__Brief__
Continue the passage on the Supreme Court's refusals to revisit patent-eligibility law, beginning after its last sentence.

__Text segment__
┌──

Einstein's aphorism that doing the same thing over and over again and expecting a different outcome is a hallmark of madness (or at least an inability to learn from the past) inevitably comes to mind when perusing the recent history of attempts to persuade, cajole, or shame the Supreme Court to revisit its recent subject matter jurisprudence. While the many certiorari petitions have amply demonstrated the dysfunctional nature of the jurisprudence (at least in its application by the lower courts) it has seemed that no matter how the evidence was presented, or the outrageousness of the application (see "Supreme Court Denies Cert in American Axle"), or how many times the government joins the call in response to a request for the views of the Solicitor General (see, e.g., "Solicitor General Weighs In On Patent Eligibility Question"), the Court has been steadfast in denying cert.

└──

__Exercise data__
┌──

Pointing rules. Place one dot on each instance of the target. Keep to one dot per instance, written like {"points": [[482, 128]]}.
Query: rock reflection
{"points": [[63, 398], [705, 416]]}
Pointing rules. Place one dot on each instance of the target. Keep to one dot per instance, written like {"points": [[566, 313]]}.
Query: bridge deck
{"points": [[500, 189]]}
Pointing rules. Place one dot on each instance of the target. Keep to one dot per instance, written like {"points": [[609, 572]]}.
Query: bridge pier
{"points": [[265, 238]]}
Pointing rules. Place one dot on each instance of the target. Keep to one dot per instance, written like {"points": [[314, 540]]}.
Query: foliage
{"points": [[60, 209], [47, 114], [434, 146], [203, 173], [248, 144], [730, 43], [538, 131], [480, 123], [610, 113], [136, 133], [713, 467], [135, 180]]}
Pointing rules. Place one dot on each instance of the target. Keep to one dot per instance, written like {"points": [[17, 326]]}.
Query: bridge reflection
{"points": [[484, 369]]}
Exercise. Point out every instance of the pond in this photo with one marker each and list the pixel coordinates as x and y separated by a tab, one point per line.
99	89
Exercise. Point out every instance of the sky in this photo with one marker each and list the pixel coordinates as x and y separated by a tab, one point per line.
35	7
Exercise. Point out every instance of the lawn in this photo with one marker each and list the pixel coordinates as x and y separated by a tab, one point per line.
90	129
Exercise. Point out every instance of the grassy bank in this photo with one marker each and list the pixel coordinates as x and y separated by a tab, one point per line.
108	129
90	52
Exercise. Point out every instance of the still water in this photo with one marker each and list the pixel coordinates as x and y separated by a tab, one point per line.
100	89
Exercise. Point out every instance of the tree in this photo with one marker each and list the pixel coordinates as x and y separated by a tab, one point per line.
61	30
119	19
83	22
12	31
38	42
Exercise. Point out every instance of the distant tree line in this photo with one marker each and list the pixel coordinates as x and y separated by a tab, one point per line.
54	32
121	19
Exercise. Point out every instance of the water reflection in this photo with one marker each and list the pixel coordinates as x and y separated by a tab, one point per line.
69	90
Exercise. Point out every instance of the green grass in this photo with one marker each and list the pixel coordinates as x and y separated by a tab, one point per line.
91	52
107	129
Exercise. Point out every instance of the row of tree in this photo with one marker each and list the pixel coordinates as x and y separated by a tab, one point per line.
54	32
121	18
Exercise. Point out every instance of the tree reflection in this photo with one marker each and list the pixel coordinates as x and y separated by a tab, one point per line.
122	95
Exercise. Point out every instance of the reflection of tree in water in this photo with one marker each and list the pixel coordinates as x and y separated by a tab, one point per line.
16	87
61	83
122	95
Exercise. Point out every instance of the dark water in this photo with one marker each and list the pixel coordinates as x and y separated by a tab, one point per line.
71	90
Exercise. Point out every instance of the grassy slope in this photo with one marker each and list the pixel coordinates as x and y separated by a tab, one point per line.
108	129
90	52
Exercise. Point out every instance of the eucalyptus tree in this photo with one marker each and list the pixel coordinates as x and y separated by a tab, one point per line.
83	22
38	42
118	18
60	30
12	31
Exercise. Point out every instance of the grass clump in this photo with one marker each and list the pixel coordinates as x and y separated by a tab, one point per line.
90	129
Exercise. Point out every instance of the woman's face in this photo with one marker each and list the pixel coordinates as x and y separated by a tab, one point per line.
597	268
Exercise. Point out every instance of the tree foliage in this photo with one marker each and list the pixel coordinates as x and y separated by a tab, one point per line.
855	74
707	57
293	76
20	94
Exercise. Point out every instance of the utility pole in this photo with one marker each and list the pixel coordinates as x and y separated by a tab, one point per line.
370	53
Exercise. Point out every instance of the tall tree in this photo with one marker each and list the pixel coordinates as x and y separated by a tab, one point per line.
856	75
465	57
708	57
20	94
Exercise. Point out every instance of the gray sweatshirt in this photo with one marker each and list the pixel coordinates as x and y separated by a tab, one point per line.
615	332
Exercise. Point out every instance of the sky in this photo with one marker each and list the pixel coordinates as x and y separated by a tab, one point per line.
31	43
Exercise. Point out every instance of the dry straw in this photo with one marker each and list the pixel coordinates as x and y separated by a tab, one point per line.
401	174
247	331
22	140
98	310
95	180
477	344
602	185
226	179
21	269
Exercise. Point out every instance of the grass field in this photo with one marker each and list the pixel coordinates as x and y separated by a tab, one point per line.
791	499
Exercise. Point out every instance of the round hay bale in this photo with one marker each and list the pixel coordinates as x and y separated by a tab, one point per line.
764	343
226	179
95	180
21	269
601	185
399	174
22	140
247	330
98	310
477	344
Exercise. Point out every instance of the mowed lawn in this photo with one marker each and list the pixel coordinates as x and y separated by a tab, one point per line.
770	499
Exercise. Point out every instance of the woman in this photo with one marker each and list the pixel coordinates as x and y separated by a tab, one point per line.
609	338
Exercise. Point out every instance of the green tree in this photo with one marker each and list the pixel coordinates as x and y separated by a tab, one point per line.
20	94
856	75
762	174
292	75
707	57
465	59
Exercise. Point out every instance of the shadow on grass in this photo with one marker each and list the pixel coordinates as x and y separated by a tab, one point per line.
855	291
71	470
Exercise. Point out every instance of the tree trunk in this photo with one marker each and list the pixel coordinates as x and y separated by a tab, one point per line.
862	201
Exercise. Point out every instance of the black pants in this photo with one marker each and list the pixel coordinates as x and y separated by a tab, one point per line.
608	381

└──

__Response area__
But it is also the case that sometimes the way of getting a different outcome can be in how the question is presented to the Court (and it is certainly true that the arguments made in the over 60 cases where cert was denied have been similar to the point of repetitiveness). While it is too soon to tell (or to raise any hopes) in this regard, it may be significant that a recent amicus brief on behalf of former Federal Circuit Chief Judge Paul Michel and Professor John Duffy in CareDX v. Natera has prompted the Court to ask the Respondent (the prevailing party who espoused the Court's decisions and analytical structure to invalidate the patent on subject matter ineligibility grounds) to address their arguments. (It also may be significant that Professor Duffy was instrumental in convincing the Court to review the Federal Circuit's application of obviousness law in KSR Int'l v. Teleflex several years ago.) The resulting indication of the Court's interest, intellectual curiosity or belated sense of responsibility for the utter mess that is subject matter eligibility law (particularly with regard to diagnostic methods) certainly merits consideration of the arguments raised in this amicus brief.
The difference in the Michel/Duffy approach is to focus on what they characterize as a clear instance of Congress overruling "judge-made law" in enacting the 1952 Patent Act and the "continuing trend of uncertainty and inconsistency in patent-eligibility jurisprudence" engendered by how the lower courts have been implementing the Court's subject matter eligibility decisions to contradict those statutory commands. And of course this state of affairs resulting in an undermining of the "innovation-promoting goals of U.S. patent law."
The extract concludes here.